## Exercise
Turn the rows below into a JSON list of strings, one string per line and none for blank lines. Leave the pictures out of the list.

## Provided data
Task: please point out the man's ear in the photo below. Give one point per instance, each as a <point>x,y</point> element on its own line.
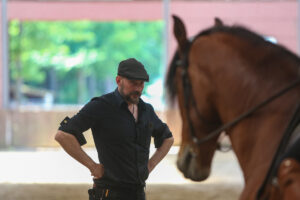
<point>118,79</point>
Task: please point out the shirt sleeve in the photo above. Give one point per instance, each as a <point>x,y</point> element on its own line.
<point>161,130</point>
<point>80,122</point>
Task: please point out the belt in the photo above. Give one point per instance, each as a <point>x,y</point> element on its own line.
<point>121,193</point>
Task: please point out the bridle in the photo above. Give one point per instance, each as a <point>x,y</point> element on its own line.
<point>188,95</point>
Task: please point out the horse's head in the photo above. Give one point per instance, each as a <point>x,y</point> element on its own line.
<point>197,111</point>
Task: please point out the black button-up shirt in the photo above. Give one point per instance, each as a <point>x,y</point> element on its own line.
<point>122,144</point>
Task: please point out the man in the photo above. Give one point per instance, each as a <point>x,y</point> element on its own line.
<point>122,126</point>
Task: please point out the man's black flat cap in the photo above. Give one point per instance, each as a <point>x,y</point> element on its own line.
<point>133,69</point>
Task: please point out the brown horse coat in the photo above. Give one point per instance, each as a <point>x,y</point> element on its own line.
<point>232,69</point>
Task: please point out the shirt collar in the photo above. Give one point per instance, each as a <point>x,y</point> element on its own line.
<point>120,100</point>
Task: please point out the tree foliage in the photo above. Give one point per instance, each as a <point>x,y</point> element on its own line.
<point>78,60</point>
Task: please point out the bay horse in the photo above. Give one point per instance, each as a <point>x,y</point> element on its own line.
<point>228,78</point>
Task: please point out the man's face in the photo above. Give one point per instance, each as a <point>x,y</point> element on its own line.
<point>131,90</point>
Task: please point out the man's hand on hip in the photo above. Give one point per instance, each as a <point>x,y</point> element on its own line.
<point>97,171</point>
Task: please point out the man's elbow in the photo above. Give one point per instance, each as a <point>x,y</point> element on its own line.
<point>60,136</point>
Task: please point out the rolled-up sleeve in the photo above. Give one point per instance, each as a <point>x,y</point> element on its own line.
<point>80,122</point>
<point>161,130</point>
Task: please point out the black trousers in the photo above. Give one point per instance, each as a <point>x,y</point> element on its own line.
<point>102,193</point>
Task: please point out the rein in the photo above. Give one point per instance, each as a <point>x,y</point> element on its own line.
<point>183,63</point>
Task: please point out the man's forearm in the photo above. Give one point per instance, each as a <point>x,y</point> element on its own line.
<point>160,153</point>
<point>73,148</point>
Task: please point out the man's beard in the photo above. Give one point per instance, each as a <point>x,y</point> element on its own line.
<point>128,97</point>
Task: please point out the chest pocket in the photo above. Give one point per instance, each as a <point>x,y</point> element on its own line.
<point>144,132</point>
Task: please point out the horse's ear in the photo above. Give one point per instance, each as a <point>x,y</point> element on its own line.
<point>218,22</point>
<point>180,33</point>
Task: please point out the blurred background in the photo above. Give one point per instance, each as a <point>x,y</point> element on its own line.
<point>56,55</point>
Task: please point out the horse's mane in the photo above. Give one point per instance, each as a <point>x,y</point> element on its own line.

## Written answer
[
  "Task: please point out the man's ear in the photo below. Give one point per instance, each as a <point>x,y</point> element on its own line.",
  "<point>118,79</point>",
  "Task: please point out the shirt sleeve in the photo above. Give one point per instance, each as a <point>x,y</point> element on its own line.",
  "<point>161,130</point>",
  "<point>80,122</point>",
  "Task: please point out the belt in the photo above. Give one point per instance, each as a <point>x,y</point> element on its own line.",
  "<point>121,193</point>",
  "Task: please point out the bridle in the photo above. Give one point per instance, each as a <point>x,y</point> element on its own line.",
  "<point>188,95</point>",
  "Task: please point out the horse's head in the photo above. Give one point per instance, each as a <point>x,y</point> element on its own line.",
  "<point>197,111</point>",
  "Task: please point out the black button-up shirt in the photo above. Give one point per instance, each as a <point>x,y</point> element on its own line.",
  "<point>122,144</point>",
  "Task: please point out the man in the photo above. Give one point per instance, each as a <point>x,y</point> element on its own line.",
  "<point>122,126</point>",
  "Task: please point out the man's black flat cap in the photo above. Give one point per instance, each as a <point>x,y</point> element on its own line.",
  "<point>133,69</point>",
  "Task: please point out the brown horse coat in the photo above. Give one point per instance, each as a <point>x,y</point> element on its own line.",
  "<point>232,69</point>",
  "Task: please point out the shirt collar in the photo above. Give one point per instance, each as a <point>x,y</point> element on its own line.",
  "<point>120,100</point>",
  "Task: please point out the tree foliage in the photo above. Give one point per instance, each as a <point>x,y</point> element on its own line.",
  "<point>78,60</point>",
  "Task: please point out the bay horse in the photo above. Give one point per instance, each as a <point>x,y</point> element on its own line.",
  "<point>228,78</point>",
  "Task: please point out the man's face in the photo above. Give one point per instance, each as a <point>x,y</point> element on its own line.",
  "<point>131,90</point>",
  "Task: please point out the man's hand on hip in the photo above. Give one point per instance, each as a <point>x,y</point> element on its own line.",
  "<point>97,171</point>",
  "Task: please point out the man's elbow in the photo above. Give one point per instance, each as a <point>x,y</point> element on its own line.",
  "<point>60,136</point>",
  "Task: please point out the rolled-up sleeve in the photo above. Give one point per instance, each as a <point>x,y</point> element on its own line.",
  "<point>80,122</point>",
  "<point>161,130</point>",
  "Task: please point out the black trousers in the photo above. Give one point per instance, each as a <point>x,y</point> element on its own line.",
  "<point>102,193</point>",
  "Task: please point out the rein in the photo above. Give one point per instance, each as a <point>x,y</point> element on its own line.",
  "<point>183,63</point>",
  "Task: please point out the man's forearm in the photo above. Give one point per instance, each as a <point>x,y</point> element on its own line.",
  "<point>160,153</point>",
  "<point>73,148</point>",
  "Task: please point out the man's beard in the photo above. Give one point per instance, each as a <point>x,y</point> element on its own line.",
  "<point>128,97</point>",
  "Task: please point out the chest pocket in the photo above. Give one point per instance, each as a <point>x,y</point> element on its own line.",
  "<point>144,132</point>",
  "Task: please point out the horse's ear in the photo above. Give one point per instance, each as a <point>x,y</point> element on its own line.",
  "<point>218,22</point>",
  "<point>180,33</point>",
  "Task: please point out the blurred background in the photo above. Give one point per instance, each as a <point>x,y</point> element on its own line.",
  "<point>56,55</point>",
  "Task: please point out the horse's mane in the photo above. Give one point per instance, each as a <point>x,y</point> element on its own line."
]